__Work order__:
Present the count of lines in the entries below that hold "Show", and present nothing else.

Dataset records
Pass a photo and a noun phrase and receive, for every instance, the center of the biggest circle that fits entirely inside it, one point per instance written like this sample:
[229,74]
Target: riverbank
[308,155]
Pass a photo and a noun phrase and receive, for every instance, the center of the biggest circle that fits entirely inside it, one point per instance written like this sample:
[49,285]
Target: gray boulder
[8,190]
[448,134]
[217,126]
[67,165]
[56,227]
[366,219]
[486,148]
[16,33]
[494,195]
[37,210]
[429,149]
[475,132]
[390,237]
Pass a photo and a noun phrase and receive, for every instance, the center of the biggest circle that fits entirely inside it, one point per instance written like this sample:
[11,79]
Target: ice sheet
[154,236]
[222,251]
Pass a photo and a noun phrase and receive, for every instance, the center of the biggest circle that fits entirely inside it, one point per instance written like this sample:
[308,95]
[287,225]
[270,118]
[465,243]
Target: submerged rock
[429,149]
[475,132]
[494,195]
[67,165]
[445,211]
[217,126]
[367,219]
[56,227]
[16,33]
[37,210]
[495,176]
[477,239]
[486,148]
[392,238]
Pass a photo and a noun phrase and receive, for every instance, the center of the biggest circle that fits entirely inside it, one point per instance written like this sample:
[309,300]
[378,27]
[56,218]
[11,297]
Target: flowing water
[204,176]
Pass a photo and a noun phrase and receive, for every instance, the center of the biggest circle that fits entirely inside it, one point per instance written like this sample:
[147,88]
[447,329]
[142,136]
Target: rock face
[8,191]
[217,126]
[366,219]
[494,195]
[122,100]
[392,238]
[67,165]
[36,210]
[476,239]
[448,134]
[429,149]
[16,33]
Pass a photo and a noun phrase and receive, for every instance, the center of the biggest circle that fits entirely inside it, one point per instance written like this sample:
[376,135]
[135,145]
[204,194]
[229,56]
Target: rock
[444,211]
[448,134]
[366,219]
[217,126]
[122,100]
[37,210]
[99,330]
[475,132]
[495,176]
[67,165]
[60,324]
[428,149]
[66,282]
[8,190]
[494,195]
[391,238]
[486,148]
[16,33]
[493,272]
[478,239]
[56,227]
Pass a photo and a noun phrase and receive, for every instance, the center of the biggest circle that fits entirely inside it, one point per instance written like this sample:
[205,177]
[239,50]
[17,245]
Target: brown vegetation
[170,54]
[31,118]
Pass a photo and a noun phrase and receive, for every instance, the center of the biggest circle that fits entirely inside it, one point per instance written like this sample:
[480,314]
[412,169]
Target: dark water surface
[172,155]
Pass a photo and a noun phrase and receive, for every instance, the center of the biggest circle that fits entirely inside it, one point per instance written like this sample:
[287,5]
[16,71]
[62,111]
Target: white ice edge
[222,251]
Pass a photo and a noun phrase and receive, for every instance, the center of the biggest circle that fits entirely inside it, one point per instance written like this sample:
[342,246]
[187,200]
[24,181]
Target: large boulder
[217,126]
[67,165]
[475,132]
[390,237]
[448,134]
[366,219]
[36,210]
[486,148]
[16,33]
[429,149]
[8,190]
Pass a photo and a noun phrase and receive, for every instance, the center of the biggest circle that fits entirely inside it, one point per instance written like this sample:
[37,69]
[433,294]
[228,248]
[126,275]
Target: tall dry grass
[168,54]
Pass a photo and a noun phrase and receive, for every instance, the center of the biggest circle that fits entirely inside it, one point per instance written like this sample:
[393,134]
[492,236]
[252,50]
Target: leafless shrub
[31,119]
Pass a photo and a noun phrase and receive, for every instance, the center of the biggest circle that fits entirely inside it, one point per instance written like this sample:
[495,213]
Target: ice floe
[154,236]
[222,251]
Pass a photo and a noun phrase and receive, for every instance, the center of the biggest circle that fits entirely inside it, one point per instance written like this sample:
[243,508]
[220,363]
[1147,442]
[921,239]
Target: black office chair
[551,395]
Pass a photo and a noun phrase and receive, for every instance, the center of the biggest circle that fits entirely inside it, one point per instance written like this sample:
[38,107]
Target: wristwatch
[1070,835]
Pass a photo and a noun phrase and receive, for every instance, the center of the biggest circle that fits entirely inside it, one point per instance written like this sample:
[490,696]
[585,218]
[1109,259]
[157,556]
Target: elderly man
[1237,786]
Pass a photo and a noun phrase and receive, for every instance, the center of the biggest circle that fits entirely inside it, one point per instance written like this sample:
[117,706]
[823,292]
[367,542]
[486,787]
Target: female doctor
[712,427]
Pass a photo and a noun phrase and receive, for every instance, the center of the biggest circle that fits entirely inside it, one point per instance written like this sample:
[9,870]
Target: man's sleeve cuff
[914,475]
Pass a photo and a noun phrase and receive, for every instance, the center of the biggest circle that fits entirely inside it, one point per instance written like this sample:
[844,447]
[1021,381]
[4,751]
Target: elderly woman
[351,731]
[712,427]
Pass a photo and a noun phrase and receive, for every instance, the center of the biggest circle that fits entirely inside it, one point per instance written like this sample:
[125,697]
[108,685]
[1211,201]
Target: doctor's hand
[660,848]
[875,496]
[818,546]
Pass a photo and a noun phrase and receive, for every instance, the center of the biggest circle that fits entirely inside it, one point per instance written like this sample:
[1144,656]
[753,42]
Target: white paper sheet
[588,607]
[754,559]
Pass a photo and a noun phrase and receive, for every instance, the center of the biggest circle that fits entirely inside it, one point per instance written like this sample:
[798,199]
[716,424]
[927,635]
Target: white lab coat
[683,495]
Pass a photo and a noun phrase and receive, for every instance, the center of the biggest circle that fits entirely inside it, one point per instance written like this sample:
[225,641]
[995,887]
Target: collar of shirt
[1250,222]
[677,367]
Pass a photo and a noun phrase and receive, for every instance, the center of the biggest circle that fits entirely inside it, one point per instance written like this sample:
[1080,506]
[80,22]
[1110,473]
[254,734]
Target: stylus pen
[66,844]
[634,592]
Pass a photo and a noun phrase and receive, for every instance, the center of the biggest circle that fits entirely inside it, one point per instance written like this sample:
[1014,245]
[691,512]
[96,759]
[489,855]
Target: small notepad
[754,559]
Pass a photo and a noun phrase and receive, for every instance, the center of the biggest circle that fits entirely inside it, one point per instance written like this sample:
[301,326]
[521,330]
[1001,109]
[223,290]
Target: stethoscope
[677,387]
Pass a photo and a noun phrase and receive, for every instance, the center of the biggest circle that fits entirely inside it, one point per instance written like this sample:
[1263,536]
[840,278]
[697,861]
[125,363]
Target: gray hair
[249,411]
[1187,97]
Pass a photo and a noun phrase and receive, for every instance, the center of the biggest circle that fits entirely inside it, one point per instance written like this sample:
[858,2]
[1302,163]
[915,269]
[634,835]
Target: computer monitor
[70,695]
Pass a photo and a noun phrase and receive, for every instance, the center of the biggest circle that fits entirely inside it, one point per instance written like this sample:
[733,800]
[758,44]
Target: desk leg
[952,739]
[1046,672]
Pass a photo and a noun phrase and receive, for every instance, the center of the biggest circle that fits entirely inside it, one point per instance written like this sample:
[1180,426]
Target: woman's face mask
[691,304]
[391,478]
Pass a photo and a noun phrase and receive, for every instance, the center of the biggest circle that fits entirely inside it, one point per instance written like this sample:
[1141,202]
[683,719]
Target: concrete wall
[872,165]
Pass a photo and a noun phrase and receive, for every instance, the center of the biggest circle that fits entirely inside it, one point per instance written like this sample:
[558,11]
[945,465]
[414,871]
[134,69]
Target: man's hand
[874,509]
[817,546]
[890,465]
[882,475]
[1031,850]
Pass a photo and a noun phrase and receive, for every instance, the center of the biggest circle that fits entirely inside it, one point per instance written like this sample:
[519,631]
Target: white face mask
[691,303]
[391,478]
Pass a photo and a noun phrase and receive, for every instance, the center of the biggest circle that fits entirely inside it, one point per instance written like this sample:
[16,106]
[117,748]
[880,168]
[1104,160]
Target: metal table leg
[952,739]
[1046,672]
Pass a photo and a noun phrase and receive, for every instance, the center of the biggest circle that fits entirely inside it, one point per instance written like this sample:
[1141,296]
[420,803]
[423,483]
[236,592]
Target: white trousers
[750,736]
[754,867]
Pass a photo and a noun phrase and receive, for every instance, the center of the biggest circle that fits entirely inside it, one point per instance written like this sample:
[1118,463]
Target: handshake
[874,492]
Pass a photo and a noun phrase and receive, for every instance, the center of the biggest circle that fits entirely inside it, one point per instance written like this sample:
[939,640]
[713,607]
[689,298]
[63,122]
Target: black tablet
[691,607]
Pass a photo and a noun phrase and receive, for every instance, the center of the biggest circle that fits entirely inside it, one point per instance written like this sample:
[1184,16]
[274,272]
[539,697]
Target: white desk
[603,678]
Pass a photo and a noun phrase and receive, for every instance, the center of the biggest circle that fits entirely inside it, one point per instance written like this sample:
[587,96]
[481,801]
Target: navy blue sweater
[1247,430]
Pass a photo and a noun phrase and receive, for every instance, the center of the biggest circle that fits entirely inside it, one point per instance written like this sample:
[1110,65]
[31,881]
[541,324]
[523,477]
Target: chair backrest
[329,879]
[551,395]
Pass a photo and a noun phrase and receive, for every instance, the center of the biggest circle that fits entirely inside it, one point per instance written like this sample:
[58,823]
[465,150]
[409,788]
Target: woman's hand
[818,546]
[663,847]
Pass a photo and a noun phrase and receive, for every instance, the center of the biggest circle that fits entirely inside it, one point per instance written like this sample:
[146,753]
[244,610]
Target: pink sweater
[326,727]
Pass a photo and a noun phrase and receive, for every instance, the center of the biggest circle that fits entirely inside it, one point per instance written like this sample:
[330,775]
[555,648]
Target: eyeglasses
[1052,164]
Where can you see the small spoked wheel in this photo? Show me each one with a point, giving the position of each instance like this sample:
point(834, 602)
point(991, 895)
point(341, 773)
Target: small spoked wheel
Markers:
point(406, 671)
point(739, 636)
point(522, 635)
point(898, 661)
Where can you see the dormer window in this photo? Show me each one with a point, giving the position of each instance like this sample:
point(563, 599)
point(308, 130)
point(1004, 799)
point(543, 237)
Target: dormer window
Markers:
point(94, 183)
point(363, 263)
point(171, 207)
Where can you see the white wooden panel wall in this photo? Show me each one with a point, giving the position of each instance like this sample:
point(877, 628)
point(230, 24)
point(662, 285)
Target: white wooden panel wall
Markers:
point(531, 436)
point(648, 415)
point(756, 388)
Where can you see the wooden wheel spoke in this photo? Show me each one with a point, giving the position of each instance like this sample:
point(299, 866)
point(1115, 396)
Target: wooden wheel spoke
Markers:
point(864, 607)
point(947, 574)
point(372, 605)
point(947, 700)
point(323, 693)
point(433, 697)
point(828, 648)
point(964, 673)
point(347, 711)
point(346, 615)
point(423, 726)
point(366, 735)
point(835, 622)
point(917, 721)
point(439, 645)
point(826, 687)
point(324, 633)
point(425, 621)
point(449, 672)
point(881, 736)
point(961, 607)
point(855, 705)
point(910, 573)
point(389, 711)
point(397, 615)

__Response area__:
4